Reproduce the lines below word for word, keeping every one of them in the same order.

[Source data]

Begin

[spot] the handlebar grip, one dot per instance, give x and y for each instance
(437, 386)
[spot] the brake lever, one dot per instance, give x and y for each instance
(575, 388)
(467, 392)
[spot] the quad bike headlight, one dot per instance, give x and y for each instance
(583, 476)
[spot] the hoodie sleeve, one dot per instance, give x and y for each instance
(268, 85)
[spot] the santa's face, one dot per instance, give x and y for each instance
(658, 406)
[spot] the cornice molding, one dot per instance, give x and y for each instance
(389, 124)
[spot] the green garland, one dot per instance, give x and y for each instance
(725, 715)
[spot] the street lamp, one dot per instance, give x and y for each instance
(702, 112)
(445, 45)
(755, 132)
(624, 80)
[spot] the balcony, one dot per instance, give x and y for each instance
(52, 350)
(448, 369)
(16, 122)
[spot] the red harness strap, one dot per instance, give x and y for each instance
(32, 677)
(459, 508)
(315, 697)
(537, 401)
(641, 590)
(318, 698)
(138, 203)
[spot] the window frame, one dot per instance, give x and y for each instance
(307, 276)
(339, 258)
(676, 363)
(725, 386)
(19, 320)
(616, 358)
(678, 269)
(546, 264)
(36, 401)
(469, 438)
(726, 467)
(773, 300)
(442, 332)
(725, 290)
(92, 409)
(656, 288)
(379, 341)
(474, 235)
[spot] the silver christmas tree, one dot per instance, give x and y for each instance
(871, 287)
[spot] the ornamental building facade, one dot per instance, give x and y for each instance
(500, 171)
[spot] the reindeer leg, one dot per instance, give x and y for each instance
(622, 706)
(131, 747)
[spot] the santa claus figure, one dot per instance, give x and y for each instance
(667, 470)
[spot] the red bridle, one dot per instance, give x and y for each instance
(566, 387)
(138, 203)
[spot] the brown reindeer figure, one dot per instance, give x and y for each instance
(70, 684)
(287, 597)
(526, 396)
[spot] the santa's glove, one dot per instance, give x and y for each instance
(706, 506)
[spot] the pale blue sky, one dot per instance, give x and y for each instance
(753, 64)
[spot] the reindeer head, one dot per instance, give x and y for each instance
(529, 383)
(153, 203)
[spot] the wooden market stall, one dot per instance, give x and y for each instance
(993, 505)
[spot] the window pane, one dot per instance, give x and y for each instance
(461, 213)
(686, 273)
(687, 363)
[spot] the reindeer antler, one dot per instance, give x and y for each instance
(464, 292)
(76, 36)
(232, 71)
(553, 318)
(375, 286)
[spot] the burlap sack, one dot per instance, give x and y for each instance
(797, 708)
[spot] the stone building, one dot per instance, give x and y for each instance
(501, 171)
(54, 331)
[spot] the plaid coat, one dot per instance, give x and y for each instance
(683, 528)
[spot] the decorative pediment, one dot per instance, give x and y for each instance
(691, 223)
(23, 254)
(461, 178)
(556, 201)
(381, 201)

End

**RESULT:**
[spot] the handlebar grip, one dot per instance, give x and y for each instance
(437, 386)
[spot] the brake lever, one dot per instance, give x and y for each instance
(575, 388)
(467, 392)
[spot] the quad bike headlight, one dot per instance, give x and y for each instance
(583, 476)
[spot] the hoodie sleeve, one dot per instance, give x and y for each instance
(268, 85)
[spot] the santa's face, one dot per instance, give x and y for each instance
(658, 406)
[spot] the cornice molding, one dot per instance, give x and y for each instance
(389, 124)
[spot] the green garland, one dot per instance, give x and y for each instance
(725, 715)
[spot] the street lamp, one dot per instance, give x and y for each instance
(702, 112)
(445, 45)
(755, 132)
(624, 80)
[spot] the balcony, one dot per instance, give x and y for each instance
(52, 350)
(448, 369)
(16, 122)
[spot] the red harness strap, one dot per instance, give x and y for each instance
(32, 677)
(459, 508)
(315, 697)
(537, 401)
(641, 590)
(318, 698)
(138, 203)
[spot] the window frame, one dot per instance, give x and y for each instance
(307, 276)
(339, 258)
(676, 363)
(725, 386)
(19, 320)
(616, 358)
(678, 269)
(546, 264)
(36, 401)
(469, 438)
(726, 467)
(773, 300)
(442, 332)
(725, 290)
(92, 409)
(656, 288)
(379, 341)
(474, 235)
[spot] the silver christmas tree, one dot per instance, give x and y for each instance
(871, 287)
[spot] the ornamental building facade, one dot per instance, give x and y for each instance
(500, 171)
[spot] the reindeer leg, one dot per instance, give x and y for each instance
(622, 706)
(131, 747)
[spot] the santa claus figure, one dot per instance, give x and y for each instance
(667, 470)
[spot] the red bridle, one dot per instance, give x and y for each instance
(566, 387)
(138, 203)
[spot] the brown reindeer figure, one dot per instance, give x and y for each instance
(70, 684)
(287, 597)
(526, 396)
[spot] the santa's glove, one dot per instance, give x and y for each instance
(706, 506)
[spot] the pale blue sky, one dot per instance, give x and y for each instance
(753, 64)
[spot] the reindeer head, one dot per instance, give x and y for each instance
(529, 383)
(153, 203)
[spot] the wooden market stall, one dot per instance, give x and y for each instance
(993, 505)
[spot] the window pane, one dot per instance, give x and y for each instance
(461, 213)
(686, 273)
(687, 363)
[spot] the reindeer antler, one dot per instance, give x and y for each instance
(464, 292)
(76, 36)
(232, 71)
(553, 318)
(375, 286)
[spot] the burlap sack, one dot per instance, give x and y for each instance
(797, 708)
[spot] the stone building, one dot per instance, give x and y for each instance
(501, 171)
(54, 331)
[spot] the plaid coat, one dot per instance, give x and y for each instance
(683, 528)
[spot] the decorative pediment, one dot per instance, give x and y for each instance
(691, 223)
(23, 254)
(461, 178)
(556, 201)
(381, 201)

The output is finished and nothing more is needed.